§ **Text extract**:
************

We certainly can never discount the power of words, even just one word chosen.


----------



## garza (Jun 17, 2014)

BELMOPAN - 17 July - The Ministry of Agriculture and Fisheries today announced the discovery of an enormous dead horse in the Corozal District. A press release issued early today said that the animal appeared to have been dead for some days and was in an advanced state of decomposition. The Ministry release says the animal is of a type unknown to the livestock specialists at Central Farm. 'I don't have the words to describe it,' said a Ministry spokesman.


----------



## Nippon Devil (Jun 17, 2014)

Garza, I did not mean to imply that writing for money was bad, but that it made it harder to write well. I find that a lot of people try to mimic styles that don't really work for them because they want the wealth and fame that author X had. It is very hard for most people to ignore these urges. If you can write for your audience and also make a lot of money, I think that's great. I certainly don't look down at writers who write for money. But if you're going to let the money decide what you write and add no love to it, you might as well just have a generic job. I'm fortunate in that I do love my job, which is probably why I haven't taken the idea of writing for a living seriously.

And I also agree that my comment will not move any writers closer to "enlightenment". some things the kids just gotta learn on their own.





Onto the current trend of this topic...

Someone needs to tell THE BELIZE BACKBORE that less is more, especially with emotions.


----------



## J.T. Chris (Jun 17, 2014)

Nippon Devil said:


> But if you're going to let the money decide what you write and add no love to it, you might as well just have a generic job. I'm fortunate in that I do love my job, which is probably why I haven't taken the idea of writing for a living seriously.



I write for money. I have bills to pay.

This really bothers me. So many writers don't understand that they are supposed to be paid for everything they write, and that's why there are all these sharks out there trying to con writers into working for free because they offer things like "exposure," as if that was worth anything. Exposure doesn't pay my phone bill.


----------



## garza (Jun 17, 2014)

...or pay the rent or buy the groceries. I've written for money from my teens and I don't apologise to anyone about it, not even the _New Yorker_ crowd.

_Especially_ not the _New Yorker_ crowd.


----------



## Nippon Devil (Jun 17, 2014)

Nobody's asking you to. I was just saying that #1: It's easier FOR ME to write when money isn't involved and #2: It wouldn't be a dream job if I was EXCLUSIVELY writing for money.


----------



## J.T. Chris (Jun 17, 2014)

Nippon Devil said:


> Nobody's asking you to. I was just saying that #1: It's easier FOR ME to write when money isn't involved and #2: It wouldn't be a dream job if I was EXCLUSIVELY writing for money.



How is exclusively writing for money not a dream job? Sounds pretty good to me.


----------



## shadowwalker (Jun 18, 2014)

J.T. Chris said:


> How is exclusively writing for money not a dream job? Sounds pretty good to me.



Yeah. Isn't the definition of a dream job getting paid for doing what you love?

************

§ **Information provided**:
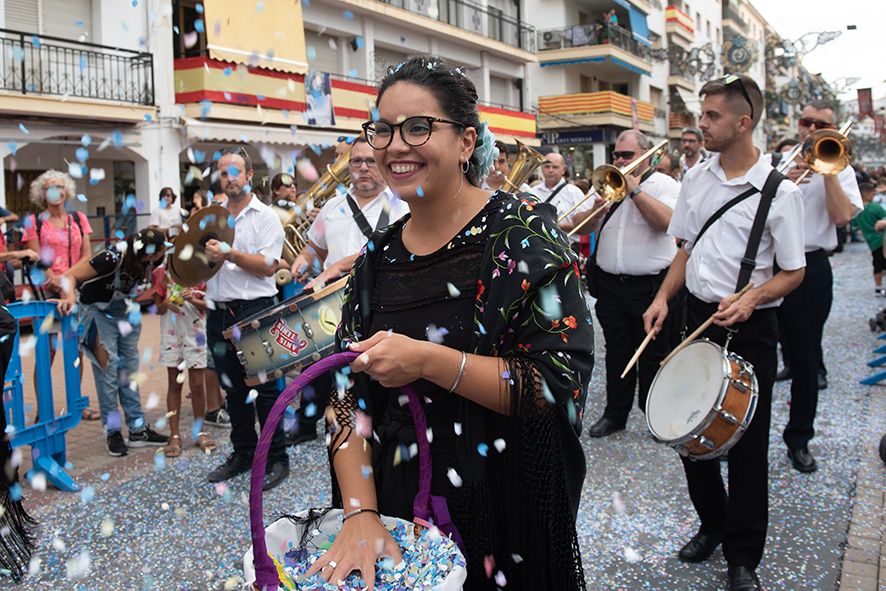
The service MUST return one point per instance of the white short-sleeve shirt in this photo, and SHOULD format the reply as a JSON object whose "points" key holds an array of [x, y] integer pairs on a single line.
{"points": [[821, 233], [167, 219], [336, 231], [564, 200], [257, 230], [714, 263], [628, 245]]}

************

§ **To be done**:
Translate this sentence from the forum thread about writing for money into Spanish: "If you can write for your audience and also make a lot of money, I think that's great."

§ **Output**:
Si puedes escribir para tu público y además ganar mucho dinero, me parece genial.